• What is expected: Carry on the news article about the Health Ministry's view of a night curfew, starting right after its last sentence.
─── Passage for review ───
Health Ministry: Night closure could reduce infection by only 5%

Coronavirus cabinet to decide on schools, stores and night curfew on Sunday • Chezy Levy: Night curfew to decrease infection by only 5%

Prof. Chezy Levy, designated to be the Health Ministry's director-general (photo credit: BARZILAI HOSPITAL)
Prof. Chezy Levy, designated to be the Health Ministry's director-general
(photo credit: BARZILAI HOSPITAL)
The coronavirus cabinet is expected to reconvene Sunday to continue discussions about opening more commerce and classrooms, while at the same time implementing additional restrictions to slow the spread of infection.
The Health Ministry reported 748 people were diagnosed with the novel virus on Friday – 2.1% of those screened. Moreover, some 50% of new cases are from within the Arab sector, according to Ayman Saif, head of the coronavirus response in Arab communities.
On Saturday, some 294 people were in serious condition, including 130 who were intubated. The death toll stood at 2,720.
Prime Minister Benjamin Netanyahu has been pushing for a night curfew. However, according to Health Ministry director-general Chezy Levy, a night curfew alone will only be able to reduce the cases of coronavirus infection by about 5% because restaurants and other places of entertainment are closed anyway.
─── Study material ───
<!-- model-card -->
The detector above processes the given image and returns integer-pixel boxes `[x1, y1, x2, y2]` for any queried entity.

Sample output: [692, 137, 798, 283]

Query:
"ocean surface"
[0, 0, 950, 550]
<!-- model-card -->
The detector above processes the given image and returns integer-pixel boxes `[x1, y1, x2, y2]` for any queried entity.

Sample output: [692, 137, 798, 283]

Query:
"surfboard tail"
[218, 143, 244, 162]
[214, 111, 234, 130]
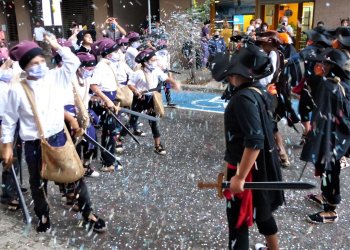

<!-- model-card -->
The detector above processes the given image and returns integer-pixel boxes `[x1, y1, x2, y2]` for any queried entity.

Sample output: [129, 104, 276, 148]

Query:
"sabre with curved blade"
[198, 173, 316, 199]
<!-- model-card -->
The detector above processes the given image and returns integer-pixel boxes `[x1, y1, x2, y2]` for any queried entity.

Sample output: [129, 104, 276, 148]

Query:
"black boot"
───
• Exercise result:
In a weekend interview with KAN News, Levy said that while a night curfew has not yet been ruled out, such a move only makes sense if it is accompanied by additional measures.
Levy’s comments came soon after the government convened late Thursday night a meeting of top officials at the offices of the National Security Council to discuss the possibility of such a curfew – despite health experts like Levy saying it would be ineffective. No agreement was reached.
The Justice Ministry has also explained that there may be legal difficulties in enforcing a night curfew.
Prof. Ronni Gamzu – who just resigned from his role as coronavirus commissioner – and Health Minister Yuli Edelstein joined Levy in his skepticism about night curfews.
So did MK Yifat Shasha-Biton, head of the Knesset Coronavirus Committee, who said that “it makes no sense. If the government wants to prevent weddings or other gatherings, it should focus on courageously enforcing against these events in all sectors. There should not be collective punishment because part of the public is breaking the law.”
Professor Gabi Barbash, a former Health Ministry director-general, told The Jerusalem Post: “If the government sends everyone into their houses and weddings continue because they cannot enforce against them, [a night curfew] will be a waste of time.”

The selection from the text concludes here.